▶ **Given instruction a**: In the article on mobile transactions, how much did the astrologer charge for making a horoscope?

▶ **Text excerpt**:
= = =
The Coming Era of Mobile Transactions

Sat, Oct 1, 2011

Social Issues

I was inspired to write on this topic after facing a telling incident of how a non-technocrat traditional astrologer in Rajasthan (India) used mobility services for money transfer! It so happened that a kirana shopkeeper in Hyderabad sought the astrologer’s service for his horoscope. This could be prepared by sharing the shop-keeper’s birth time and date over the phone. Now, the astrologer used to charge Rs. 200 for making a horoscope. However, since the shopkeeper was in a far-off city, the astrologer simply asked the shopkeeper to recharge the former’s cell phone number with Rs. 200 from Hyderabad. On doing so, the astrologer called up the shopkeeper and conveyed to him his horoscope details!

Three things in the story caught my attention and subsequent analysis.

1.       How simple and instantaneous the transfer was! For a tech-savvy individual, like us, who are aware of mobile banking, internet banking, we generally transfer money through internet banking process. This requires adding the payee’s account number to our own account, and then transferring the sum. Within same bank accounts, the transfer happens immediately, but for different bank accounts, it takes a day or two. For the astrologer, the transfer had two advantages –

a.       They did not have to go through the process of funds transfer, adding payee, sharing the A/C number; but only the phone number would be sufficient for the shopkeeper to transfer the amount.

b.       Transfer could be made immediately (most kirana stores these days are also sim card) and the astrologer would get an immediate sms confirmation, upon receiving which he could provide his service to the shopkeeper.

2.       The fact that the process does not even require the concerned two people to be aware of net banking or mobile banking also is a point to note! Usage of mobility services by Indian mass without having expertise in mobile banking is indeed to be applauded.
= = =
▶ **Given instruction b**: Begin at the row that contains "Guideline: for every instance of the still" and stop after the last of the rows. Write those rows out again, requests included, and add 131 to every coordinate number in the answers.

▶ **Information provided**:
= = =
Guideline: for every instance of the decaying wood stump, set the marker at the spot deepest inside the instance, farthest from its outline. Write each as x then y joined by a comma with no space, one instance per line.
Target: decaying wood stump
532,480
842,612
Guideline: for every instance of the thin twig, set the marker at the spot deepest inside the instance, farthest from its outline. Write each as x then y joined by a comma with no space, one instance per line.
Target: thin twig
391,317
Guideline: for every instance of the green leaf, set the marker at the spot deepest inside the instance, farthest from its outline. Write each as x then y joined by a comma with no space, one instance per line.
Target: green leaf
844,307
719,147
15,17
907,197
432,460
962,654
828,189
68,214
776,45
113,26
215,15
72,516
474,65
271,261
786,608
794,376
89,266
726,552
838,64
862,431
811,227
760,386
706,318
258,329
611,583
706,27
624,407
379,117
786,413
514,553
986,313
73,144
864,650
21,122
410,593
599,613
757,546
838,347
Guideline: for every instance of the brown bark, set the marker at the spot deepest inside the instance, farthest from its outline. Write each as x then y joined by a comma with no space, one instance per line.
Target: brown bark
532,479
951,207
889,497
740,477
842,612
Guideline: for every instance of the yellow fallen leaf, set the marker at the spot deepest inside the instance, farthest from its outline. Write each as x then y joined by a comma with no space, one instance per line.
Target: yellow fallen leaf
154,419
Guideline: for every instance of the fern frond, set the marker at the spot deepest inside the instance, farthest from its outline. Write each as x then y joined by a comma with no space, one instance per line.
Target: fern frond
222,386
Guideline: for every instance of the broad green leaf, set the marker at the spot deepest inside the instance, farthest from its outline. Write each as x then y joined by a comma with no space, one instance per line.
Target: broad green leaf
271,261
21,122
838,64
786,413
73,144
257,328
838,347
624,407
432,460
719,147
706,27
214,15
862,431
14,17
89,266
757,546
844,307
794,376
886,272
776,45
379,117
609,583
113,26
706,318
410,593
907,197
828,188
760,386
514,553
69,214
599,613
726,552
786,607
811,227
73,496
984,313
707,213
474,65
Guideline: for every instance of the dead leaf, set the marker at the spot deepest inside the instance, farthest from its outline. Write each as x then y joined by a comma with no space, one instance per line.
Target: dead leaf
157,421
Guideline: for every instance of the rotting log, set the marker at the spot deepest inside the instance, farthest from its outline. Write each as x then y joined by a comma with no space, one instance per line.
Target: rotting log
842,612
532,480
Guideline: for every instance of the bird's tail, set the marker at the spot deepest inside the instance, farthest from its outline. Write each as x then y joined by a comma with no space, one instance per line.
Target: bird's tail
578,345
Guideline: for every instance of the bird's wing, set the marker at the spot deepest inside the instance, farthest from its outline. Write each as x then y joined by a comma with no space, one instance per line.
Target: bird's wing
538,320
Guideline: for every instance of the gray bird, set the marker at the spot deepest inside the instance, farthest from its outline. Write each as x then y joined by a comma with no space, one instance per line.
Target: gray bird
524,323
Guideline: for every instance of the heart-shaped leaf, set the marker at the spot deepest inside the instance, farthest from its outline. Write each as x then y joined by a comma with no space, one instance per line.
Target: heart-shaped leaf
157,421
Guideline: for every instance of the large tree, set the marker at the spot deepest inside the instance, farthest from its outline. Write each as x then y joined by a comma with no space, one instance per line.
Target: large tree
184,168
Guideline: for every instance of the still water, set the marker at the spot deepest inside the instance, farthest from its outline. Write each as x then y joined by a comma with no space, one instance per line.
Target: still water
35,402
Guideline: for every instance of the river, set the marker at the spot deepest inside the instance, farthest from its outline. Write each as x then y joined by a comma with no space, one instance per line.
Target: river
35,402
= = =
▶ **Complete output a**: Rs. 200

▶ **Complete output b**:
Guideline: for every instance of the still water, set the marker at the spot deepest inside the instance, farthest from its outline. Write each as x then y joined by a comma with no space, one instance per line.
Target: still water
166,533
Guideline: for every instance of the river, set the marker at the spot deepest inside the instance, farthest from its outline. Write each as x then y joined by a comma with no space, one instance per line.
Target: river
166,533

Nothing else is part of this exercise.